Qualcomm Wants to Be an NVIDIA Alternative Too

AMD has some more company: Qualcomm has announced its own accelerator chips to compete with NVIDIA. The AI200 and AI250 are due to arrive in 2026 and 2027, respectively.

Qualcomm’s stock rose 11% after the announcement yesterday morning. It’s given back some gains but, as of this writing, is still up 7% overall compared to the pre-announcement price.

The announcement pushes Qualcomm into the big-iron AI fight. We all know Qualcomm for small chips that go into small spaces like cellphones. The company also makes the Snapdragon processors that find their way into laptops. Now it’s going to have to compete at rack scale, because that level of integration and modularity are part of the new rules for AI datacenters. That goes for customers including neoclouds, public clouds, even sovereign and enterprise clouds.

Directive 1
Answer these questions about the Qualcomm article:
(a) What are the names of Qualcomm's new accelerator chips?
(b) By what percentage did Qualcomm's stock rise after the announcement?
(c) Which Qualcomm processors end up in laptops?
The records that follow are unrelated to the Qualcomm article.

Labeled region outline entries
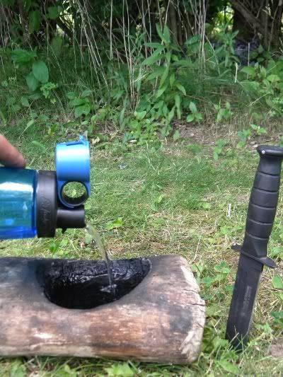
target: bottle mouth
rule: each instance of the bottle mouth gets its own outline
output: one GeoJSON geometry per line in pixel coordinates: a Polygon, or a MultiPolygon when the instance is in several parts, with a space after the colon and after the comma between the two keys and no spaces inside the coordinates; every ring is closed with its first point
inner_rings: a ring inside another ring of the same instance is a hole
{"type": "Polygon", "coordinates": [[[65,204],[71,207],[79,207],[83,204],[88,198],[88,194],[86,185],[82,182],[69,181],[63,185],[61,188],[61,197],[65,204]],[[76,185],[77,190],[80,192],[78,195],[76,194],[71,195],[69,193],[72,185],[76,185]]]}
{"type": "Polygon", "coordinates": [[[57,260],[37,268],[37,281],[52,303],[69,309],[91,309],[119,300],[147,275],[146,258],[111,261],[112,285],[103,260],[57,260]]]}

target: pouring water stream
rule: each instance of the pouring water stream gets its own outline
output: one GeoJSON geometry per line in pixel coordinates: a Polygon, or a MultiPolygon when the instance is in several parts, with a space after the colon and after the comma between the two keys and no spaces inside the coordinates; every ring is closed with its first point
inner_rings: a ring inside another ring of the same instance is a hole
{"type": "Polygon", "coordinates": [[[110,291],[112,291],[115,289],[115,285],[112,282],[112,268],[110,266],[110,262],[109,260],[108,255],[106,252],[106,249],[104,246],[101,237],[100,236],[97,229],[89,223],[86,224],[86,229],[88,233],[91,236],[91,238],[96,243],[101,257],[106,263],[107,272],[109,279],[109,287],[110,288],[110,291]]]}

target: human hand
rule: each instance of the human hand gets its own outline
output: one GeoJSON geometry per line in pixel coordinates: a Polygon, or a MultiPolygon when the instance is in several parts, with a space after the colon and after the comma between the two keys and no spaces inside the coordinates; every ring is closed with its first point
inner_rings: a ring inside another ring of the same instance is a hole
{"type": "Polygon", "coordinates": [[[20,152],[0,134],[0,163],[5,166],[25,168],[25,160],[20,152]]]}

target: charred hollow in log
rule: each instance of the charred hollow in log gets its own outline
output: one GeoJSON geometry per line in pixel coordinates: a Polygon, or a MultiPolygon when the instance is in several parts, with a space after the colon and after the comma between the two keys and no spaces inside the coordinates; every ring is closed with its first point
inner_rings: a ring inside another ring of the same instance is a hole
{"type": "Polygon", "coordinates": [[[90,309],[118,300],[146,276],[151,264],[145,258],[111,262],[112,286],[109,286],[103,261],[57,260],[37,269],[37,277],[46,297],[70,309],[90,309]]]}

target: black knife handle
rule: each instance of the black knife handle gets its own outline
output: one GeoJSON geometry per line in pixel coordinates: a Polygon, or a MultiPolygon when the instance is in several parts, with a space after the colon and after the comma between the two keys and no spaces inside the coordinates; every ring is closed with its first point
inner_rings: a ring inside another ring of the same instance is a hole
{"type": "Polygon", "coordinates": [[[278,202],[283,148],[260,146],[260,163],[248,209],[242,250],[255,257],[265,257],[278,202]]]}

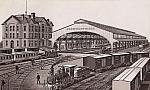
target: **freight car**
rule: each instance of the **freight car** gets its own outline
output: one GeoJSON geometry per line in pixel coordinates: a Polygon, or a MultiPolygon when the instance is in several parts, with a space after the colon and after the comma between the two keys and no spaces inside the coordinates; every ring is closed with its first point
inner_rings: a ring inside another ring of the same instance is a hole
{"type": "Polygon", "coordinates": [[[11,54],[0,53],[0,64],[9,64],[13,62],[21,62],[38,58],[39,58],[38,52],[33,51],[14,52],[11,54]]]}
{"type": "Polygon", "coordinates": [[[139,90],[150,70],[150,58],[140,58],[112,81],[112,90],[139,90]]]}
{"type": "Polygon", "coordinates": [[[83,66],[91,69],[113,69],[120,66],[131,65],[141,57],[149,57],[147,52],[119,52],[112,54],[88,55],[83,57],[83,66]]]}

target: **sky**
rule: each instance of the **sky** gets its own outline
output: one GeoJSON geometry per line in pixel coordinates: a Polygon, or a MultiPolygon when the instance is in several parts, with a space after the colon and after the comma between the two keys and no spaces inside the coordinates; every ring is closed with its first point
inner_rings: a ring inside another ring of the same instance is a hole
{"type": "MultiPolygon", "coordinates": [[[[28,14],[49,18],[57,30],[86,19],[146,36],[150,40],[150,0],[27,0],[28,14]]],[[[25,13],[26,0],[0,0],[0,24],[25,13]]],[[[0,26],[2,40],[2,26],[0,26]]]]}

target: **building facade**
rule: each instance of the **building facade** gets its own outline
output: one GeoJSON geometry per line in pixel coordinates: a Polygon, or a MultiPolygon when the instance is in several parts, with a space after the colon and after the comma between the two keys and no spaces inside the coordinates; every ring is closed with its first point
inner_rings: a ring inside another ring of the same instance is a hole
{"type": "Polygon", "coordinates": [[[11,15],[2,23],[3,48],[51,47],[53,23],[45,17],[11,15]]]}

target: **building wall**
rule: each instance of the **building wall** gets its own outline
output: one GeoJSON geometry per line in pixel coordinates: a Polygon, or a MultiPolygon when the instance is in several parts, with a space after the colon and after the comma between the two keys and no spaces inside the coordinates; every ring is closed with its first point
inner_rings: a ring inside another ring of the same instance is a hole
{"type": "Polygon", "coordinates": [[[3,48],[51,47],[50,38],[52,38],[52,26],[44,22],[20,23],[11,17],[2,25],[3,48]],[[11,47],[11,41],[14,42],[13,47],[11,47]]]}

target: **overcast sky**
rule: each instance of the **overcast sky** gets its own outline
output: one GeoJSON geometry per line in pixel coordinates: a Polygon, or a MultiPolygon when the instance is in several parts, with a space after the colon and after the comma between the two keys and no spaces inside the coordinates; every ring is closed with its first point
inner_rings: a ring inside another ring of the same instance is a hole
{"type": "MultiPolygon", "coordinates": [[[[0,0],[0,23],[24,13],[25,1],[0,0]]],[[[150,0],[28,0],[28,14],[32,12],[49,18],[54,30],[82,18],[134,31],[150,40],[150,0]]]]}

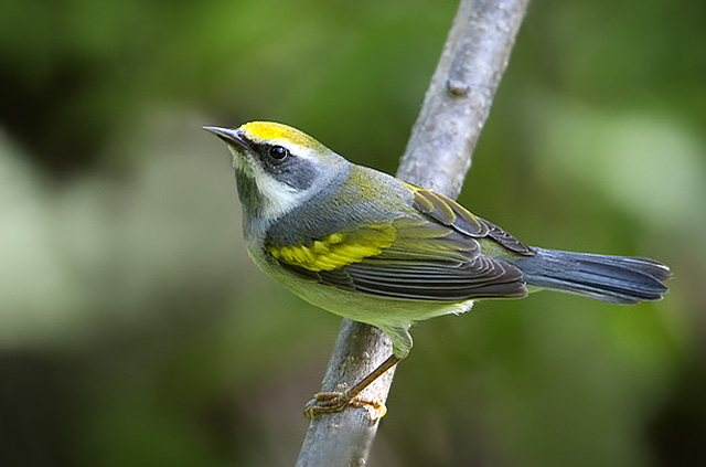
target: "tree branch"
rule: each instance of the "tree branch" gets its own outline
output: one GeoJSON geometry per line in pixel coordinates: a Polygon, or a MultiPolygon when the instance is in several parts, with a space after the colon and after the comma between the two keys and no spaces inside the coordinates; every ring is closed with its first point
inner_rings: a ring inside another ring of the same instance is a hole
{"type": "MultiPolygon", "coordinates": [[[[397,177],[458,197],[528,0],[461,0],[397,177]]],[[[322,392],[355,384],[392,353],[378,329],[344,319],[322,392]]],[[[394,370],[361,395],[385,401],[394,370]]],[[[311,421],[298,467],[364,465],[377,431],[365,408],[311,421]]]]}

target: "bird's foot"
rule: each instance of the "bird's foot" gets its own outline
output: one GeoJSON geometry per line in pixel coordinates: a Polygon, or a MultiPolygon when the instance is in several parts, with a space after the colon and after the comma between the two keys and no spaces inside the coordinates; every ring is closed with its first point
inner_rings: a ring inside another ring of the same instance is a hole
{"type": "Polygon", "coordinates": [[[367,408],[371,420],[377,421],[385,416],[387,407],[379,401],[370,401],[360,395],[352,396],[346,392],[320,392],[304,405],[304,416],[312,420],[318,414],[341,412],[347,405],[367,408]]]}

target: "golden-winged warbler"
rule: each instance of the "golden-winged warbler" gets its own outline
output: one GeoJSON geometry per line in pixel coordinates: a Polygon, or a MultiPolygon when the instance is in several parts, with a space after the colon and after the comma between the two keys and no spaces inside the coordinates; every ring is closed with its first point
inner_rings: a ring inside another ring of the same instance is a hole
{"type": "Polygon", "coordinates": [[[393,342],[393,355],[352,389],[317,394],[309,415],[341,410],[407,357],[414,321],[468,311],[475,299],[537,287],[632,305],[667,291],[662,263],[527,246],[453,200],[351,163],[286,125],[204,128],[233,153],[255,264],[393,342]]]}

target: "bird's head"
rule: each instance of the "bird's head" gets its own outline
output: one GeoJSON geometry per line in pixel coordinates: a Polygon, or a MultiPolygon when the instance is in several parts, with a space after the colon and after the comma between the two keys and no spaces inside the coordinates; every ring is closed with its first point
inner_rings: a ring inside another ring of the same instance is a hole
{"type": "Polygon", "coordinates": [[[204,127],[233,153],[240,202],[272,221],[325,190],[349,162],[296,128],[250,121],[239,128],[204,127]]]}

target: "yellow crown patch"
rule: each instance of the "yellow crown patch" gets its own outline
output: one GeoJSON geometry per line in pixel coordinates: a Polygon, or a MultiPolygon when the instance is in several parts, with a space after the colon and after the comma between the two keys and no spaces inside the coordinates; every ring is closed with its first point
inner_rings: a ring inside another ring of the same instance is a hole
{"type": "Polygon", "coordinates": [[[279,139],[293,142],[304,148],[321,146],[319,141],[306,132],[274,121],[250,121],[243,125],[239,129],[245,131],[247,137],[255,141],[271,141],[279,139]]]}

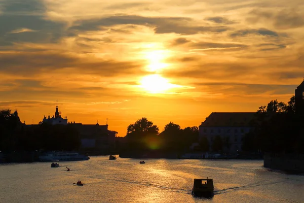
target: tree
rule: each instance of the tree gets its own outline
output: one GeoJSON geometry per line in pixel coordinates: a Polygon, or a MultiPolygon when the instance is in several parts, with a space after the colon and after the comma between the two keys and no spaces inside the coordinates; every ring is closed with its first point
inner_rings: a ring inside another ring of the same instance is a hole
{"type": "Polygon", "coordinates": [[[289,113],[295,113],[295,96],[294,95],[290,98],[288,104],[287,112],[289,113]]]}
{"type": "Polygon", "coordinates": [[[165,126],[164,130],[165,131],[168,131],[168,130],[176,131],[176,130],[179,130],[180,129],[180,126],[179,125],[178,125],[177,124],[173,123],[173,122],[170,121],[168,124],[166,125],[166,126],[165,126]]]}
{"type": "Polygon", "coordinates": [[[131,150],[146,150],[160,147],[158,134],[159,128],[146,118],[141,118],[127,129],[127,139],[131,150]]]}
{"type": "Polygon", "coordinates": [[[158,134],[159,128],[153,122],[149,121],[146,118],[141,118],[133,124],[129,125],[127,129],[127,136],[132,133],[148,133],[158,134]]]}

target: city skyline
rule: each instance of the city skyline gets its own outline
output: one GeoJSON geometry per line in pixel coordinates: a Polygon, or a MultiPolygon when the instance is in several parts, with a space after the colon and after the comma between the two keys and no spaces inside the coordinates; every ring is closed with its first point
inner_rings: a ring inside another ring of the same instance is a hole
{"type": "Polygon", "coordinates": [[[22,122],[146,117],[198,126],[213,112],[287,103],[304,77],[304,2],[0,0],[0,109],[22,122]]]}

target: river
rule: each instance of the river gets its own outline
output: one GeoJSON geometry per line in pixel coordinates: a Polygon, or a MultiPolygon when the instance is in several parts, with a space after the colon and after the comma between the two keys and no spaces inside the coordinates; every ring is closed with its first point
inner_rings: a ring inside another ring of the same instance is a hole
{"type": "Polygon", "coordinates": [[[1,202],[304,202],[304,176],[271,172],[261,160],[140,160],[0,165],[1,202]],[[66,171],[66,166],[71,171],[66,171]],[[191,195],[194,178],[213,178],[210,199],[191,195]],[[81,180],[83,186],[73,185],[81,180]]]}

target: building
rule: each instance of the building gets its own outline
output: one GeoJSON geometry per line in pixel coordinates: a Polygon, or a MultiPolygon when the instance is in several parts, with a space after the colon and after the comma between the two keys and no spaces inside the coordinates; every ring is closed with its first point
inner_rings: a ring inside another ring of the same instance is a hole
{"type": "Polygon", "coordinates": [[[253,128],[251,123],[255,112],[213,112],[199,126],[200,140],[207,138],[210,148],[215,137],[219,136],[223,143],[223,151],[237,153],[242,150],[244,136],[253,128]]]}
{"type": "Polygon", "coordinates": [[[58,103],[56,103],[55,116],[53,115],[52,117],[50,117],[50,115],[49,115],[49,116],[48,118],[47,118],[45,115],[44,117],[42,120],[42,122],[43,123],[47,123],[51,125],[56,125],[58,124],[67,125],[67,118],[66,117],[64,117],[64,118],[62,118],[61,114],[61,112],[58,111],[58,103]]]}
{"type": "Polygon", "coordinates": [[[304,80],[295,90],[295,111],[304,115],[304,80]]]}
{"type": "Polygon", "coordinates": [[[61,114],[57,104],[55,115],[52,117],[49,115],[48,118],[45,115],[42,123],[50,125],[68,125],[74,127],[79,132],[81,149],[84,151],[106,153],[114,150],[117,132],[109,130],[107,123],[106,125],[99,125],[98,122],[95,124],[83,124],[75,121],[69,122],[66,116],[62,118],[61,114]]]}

Directive 2
Output, as a numbered list without blank lines, the lines of the records between the line holding "target: **building facade**" and the line holding "rule: each instance of the **building facade**", inclusive.

Complete answer 1
(a) The AI200 and the AI250.
(b) 11%.
(c) Snapdragon processors.

Complete answer 2
1. target: **building facade**
2. rule: each instance of the **building facade** gets its own outline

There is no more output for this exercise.